== What is required ==
Turn the rows below into a two-column CSV with the headers "query" and "boxes", one line per row. Put each row's text in "query" and its answer in "boxes", each as a single quoted field with line breaks replaced by spaces, and leave out the pictures.
** begin Extracted entries **
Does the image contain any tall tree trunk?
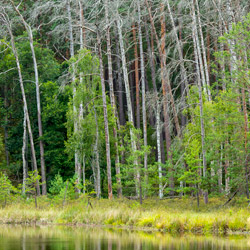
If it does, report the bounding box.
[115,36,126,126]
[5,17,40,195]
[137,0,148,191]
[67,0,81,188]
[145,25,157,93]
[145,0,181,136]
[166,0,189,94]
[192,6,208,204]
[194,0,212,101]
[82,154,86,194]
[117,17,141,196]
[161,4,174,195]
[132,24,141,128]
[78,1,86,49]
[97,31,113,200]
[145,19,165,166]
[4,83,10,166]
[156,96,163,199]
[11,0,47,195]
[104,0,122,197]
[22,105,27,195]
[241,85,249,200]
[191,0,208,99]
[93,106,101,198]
** end Extracted entries **
== Written reply ==
query,boxes
"Does the image contain any tall tree trunk? If it does, report the bounding box.","[115,36,126,126] [5,17,40,195] [137,0,148,191] [67,0,81,188] [145,25,157,93] [145,0,181,136] [166,0,189,94] [192,6,208,204] [194,0,212,101] [82,154,86,194] [117,17,141,196] [161,4,174,195] [132,24,141,128] [78,1,86,49] [97,31,113,200] [145,19,165,166] [4,83,10,166] [156,96,163,199] [11,0,47,195] [104,0,122,197] [22,105,27,195] [241,85,249,200] [191,0,208,99] [93,106,101,198]"